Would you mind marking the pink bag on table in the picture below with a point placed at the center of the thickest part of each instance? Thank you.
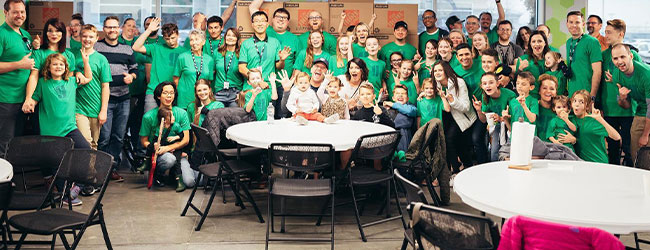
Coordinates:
(521, 232)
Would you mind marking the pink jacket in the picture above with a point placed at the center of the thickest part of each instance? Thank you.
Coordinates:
(525, 233)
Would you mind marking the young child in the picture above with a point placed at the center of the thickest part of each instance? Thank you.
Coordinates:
(375, 66)
(431, 103)
(405, 72)
(495, 101)
(403, 114)
(555, 66)
(333, 104)
(592, 128)
(302, 101)
(425, 67)
(258, 99)
(561, 123)
(524, 106)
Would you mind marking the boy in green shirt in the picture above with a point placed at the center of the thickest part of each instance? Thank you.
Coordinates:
(164, 57)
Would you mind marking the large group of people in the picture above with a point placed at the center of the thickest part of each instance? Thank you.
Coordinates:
(473, 78)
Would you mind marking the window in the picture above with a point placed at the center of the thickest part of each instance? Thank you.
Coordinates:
(635, 19)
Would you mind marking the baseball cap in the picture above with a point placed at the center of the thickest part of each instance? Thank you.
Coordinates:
(401, 24)
(321, 60)
(452, 20)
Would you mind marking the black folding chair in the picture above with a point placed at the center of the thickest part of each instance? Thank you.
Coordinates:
(6, 191)
(413, 194)
(642, 161)
(300, 159)
(81, 166)
(228, 170)
(448, 229)
(418, 170)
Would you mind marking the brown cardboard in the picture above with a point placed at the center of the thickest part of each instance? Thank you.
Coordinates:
(389, 14)
(299, 22)
(40, 12)
(389, 38)
(355, 12)
(244, 16)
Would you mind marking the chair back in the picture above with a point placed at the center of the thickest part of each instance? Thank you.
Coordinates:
(302, 157)
(448, 229)
(37, 151)
(642, 160)
(413, 192)
(203, 140)
(376, 146)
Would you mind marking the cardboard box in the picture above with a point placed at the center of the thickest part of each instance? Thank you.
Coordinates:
(355, 13)
(244, 16)
(389, 14)
(299, 22)
(40, 12)
(386, 39)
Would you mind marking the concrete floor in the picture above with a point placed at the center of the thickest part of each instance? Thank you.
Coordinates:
(138, 218)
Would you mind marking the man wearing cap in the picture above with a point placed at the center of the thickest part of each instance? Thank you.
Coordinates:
(278, 30)
(454, 23)
(318, 69)
(429, 20)
(316, 24)
(408, 51)
(486, 22)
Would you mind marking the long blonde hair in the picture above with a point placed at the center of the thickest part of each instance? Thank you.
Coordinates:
(309, 55)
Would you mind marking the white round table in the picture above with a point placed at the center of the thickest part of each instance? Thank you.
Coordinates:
(6, 171)
(613, 198)
(343, 134)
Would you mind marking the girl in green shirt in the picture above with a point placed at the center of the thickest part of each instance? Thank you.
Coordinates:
(592, 129)
(228, 81)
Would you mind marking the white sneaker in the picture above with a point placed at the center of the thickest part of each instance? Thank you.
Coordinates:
(301, 120)
(332, 119)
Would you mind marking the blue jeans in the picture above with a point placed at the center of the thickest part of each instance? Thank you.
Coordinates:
(111, 135)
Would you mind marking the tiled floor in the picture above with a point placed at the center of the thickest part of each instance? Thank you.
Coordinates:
(138, 218)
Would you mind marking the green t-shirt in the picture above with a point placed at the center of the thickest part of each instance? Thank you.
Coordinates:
(609, 90)
(424, 37)
(472, 77)
(333, 65)
(74, 45)
(590, 140)
(89, 96)
(412, 93)
(542, 122)
(260, 53)
(232, 76)
(517, 111)
(359, 51)
(163, 61)
(561, 81)
(429, 109)
(555, 127)
(375, 72)
(191, 109)
(534, 68)
(57, 105)
(186, 68)
(300, 61)
(639, 85)
(587, 51)
(13, 49)
(261, 103)
(329, 46)
(41, 55)
(407, 50)
(151, 124)
(287, 39)
(499, 104)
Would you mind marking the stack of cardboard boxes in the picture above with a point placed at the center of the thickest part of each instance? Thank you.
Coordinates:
(356, 11)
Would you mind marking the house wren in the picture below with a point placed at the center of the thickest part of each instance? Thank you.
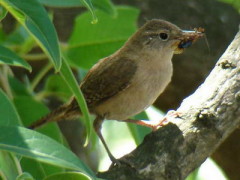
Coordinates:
(130, 80)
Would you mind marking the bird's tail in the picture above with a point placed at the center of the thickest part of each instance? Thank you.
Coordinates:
(66, 112)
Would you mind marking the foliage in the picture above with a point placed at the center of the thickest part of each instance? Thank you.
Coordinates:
(28, 154)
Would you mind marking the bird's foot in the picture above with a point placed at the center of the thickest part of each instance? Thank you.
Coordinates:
(166, 119)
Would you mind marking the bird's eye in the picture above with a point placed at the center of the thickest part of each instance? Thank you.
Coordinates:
(163, 36)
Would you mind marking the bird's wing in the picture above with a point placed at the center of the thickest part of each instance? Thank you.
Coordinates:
(106, 79)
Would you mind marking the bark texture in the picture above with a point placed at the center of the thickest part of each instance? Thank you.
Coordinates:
(207, 118)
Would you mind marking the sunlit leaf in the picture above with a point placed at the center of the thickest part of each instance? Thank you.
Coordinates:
(104, 5)
(8, 113)
(9, 166)
(10, 58)
(91, 42)
(3, 13)
(25, 176)
(35, 19)
(73, 85)
(68, 175)
(40, 147)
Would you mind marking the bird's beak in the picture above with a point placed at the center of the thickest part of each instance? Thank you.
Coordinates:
(186, 39)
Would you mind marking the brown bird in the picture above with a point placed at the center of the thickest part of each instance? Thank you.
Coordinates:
(130, 80)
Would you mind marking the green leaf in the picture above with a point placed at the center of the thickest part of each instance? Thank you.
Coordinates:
(104, 5)
(91, 42)
(89, 6)
(40, 147)
(10, 58)
(8, 113)
(73, 85)
(25, 176)
(3, 13)
(57, 86)
(9, 166)
(37, 169)
(68, 175)
(35, 19)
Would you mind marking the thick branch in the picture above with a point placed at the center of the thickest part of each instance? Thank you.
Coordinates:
(208, 117)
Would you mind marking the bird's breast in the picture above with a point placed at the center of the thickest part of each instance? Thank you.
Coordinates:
(147, 84)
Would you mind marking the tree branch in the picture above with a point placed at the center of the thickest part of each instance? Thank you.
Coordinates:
(208, 117)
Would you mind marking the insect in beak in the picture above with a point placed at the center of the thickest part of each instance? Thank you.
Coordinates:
(188, 38)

────────

— What this task involves —
Exactly as written, return every line of the listing, but not the pictures.

— Answer —
Would you mind marking the pink bag on table in the picture below with a point placed at the center of the thickest part of each instance? Thank you.
Coordinates:
(521, 232)
Would you mind marking the pink jacket in the picture above with a point placed at the center of the thickest part of each instance? Thank you.
Coordinates:
(525, 233)
Would you mind marking the young child in the picture above with a point placed at the center of the thickest part of each instance? Thank you.
Coordinates:
(375, 66)
(431, 103)
(405, 72)
(495, 101)
(403, 114)
(555, 66)
(333, 104)
(592, 128)
(302, 101)
(425, 67)
(258, 99)
(561, 123)
(524, 106)
Would you mind marking the boy in green shirt in the picture above with a point placed at the center of the thickest part of each instance? Thank you.
Coordinates:
(164, 57)
Would you mind marking the large group of people in the picture above with a point placed at the center of the thickest part of each instance? Thank you.
Coordinates:
(473, 78)
Would you mind marking the window in the picture above with a point placed at the center of the thickest part of each instance? Thank you.
Coordinates:
(635, 19)
Would you mind marking the baseball cap in the picture above with a point placed at the center of the thickest part of each instance? Thank you.
Coordinates:
(401, 24)
(321, 60)
(452, 20)
Would you mind marking the black folding chair in the picture above with a point placed at the center of the thickest part of each instance? Thank you.
Coordinates:
(6, 191)
(413, 194)
(642, 161)
(300, 159)
(81, 166)
(228, 170)
(448, 229)
(418, 170)
Would you mind marking the brown cardboard in the picture above with a point placed at the center of the thickest part of each instance? Thank you.
Coordinates:
(389, 14)
(299, 22)
(40, 12)
(389, 38)
(355, 12)
(244, 16)
Would you mind marking the chair back in the picture above with a point placed at the center of the thickest part of each instance? Thank you.
Coordinates:
(302, 157)
(448, 229)
(37, 151)
(642, 160)
(413, 192)
(203, 140)
(376, 146)
Would you mind marking the cardboard box in the picture above with a point placed at the center of the thickest part of each instance? Thank you.
Coordinates:
(355, 13)
(244, 16)
(389, 14)
(299, 22)
(40, 12)
(386, 39)
Would you mind marking the concrete floor in the picture above with a point placed at the center of the thickest part of each instance? Thank you.
Coordinates:
(138, 218)
Would you mind marking the man wearing cap in the picture above with a point placed at the center of the thickest part of each instance? Thank you.
Coordinates:
(278, 30)
(454, 23)
(318, 69)
(429, 20)
(316, 24)
(408, 51)
(486, 22)
Would you mind marking the long blonde hair in the picture above with a point placed at the center of the thickest part of each instance? Thank you.
Coordinates:
(309, 55)
Would you mind marking the white round table in the picture above with a point placed at the center of the thickest part of each instance? Thank you.
Coordinates:
(6, 171)
(613, 198)
(343, 134)
Would you mind marking the girl in green shirt in the picture above with a point placed at the center of the thickest part of each instance? Thank you.
Coordinates:
(592, 129)
(228, 81)
Would you mind marking the white sneaker in the picture above with a point placed at the center of the thickest part of each instance? Thank you.
Coordinates:
(301, 120)
(332, 119)
Would you mind marking the blue jeans in the picture above with a point placed at the center of the thickest part of each instance? Thank you.
Coordinates:
(111, 135)
Would you mind marking the tiled floor in the picture above with a point placed at the center of the thickest part of each instance? Thank you.
Coordinates:
(138, 218)
Would you mind marking the green t-shirt in the picture above with a point placed at the center of the thickest part of each instance? Thank you.
Coordinates:
(609, 90)
(424, 37)
(472, 77)
(333, 65)
(74, 45)
(590, 140)
(89, 96)
(412, 93)
(542, 122)
(260, 53)
(232, 76)
(517, 111)
(359, 51)
(163, 61)
(561, 81)
(429, 109)
(555, 127)
(375, 72)
(191, 109)
(534, 68)
(57, 105)
(186, 68)
(300, 61)
(639, 85)
(587, 51)
(13, 49)
(261, 103)
(329, 46)
(41, 55)
(407, 50)
(151, 124)
(287, 39)
(499, 104)
Would you mind marking the stack of cardboard boxes in the picture above with a point placed at the center of the thickest part of each instance? Thank you.
Coordinates:
(356, 11)
Would you mind marking the house wren in the picture below with a point placed at the center of the thickest part of each instance? Thank you.
Coordinates:
(130, 80)
Would you mind marking the bird's tail in the picture above with a point placed at the center of the thickest part of each instance? Thank you.
Coordinates:
(66, 112)
Would you mind marking the foliage in the picture above with a point placed at the center of the thickest part of each instance? Thank you.
Coordinates:
(28, 154)
Would you mind marking the bird's foot in the picture above with a point placed at the center of the thickest part of each instance? Thank you.
Coordinates:
(166, 119)
Would you mind marking the bird's eye in the picture above with a point placed at the center of the thickest part of each instance? Thank you.
Coordinates:
(163, 36)
Would you mind marking the bird's wing in the picture above with a point placed at the center of the thickest part of each instance? Thank you.
Coordinates:
(106, 79)
Would you mind marking the bark texture in the picture above with a point placed at the center of the thickest part of each instance? Thank you.
Coordinates:
(207, 118)
Would you mind marking the sunlit leaf in the picture above with a point placed at the center of the thickest part of each instance? Thank you.
Coordinates:
(104, 5)
(8, 113)
(9, 166)
(10, 58)
(91, 42)
(3, 13)
(25, 176)
(35, 19)
(73, 85)
(68, 175)
(40, 147)
Would you mind marking the bird's beak in the picture above with a point placed at the center of the thickest part of each instance? Thank you.
Coordinates:
(186, 39)
Would you mind marking the brown bird in the picture above with a point placed at the center of the thickest part of each instance? Thank you.
Coordinates:
(130, 80)
Would you mind marking the green leaf in the picture above with a point placed at the center of the thickest part of each instance? Thank you.
Coordinates:
(104, 5)
(91, 42)
(89, 6)
(40, 147)
(10, 58)
(8, 113)
(73, 85)
(25, 176)
(3, 13)
(57, 86)
(9, 166)
(37, 169)
(68, 175)
(35, 19)
Would you mind marking the thick branch in the picture above with a point placed at the center of the thickest part of each instance? Thank you.
Coordinates:
(208, 117)
Would you mind marking the bird's breast in the picture above with a point placed at the center of the thickest part of each instance? Thank you.
Coordinates:
(147, 84)
Would you mind marking the tree branch in the picture above with a point placed at the center of the thickest part of each instance? Thank you.
Coordinates:
(208, 117)
Would you mind marking the insect in beak in the picture above with a point placed at the center of the thickest part of each instance? Thank you.
Coordinates:
(188, 38)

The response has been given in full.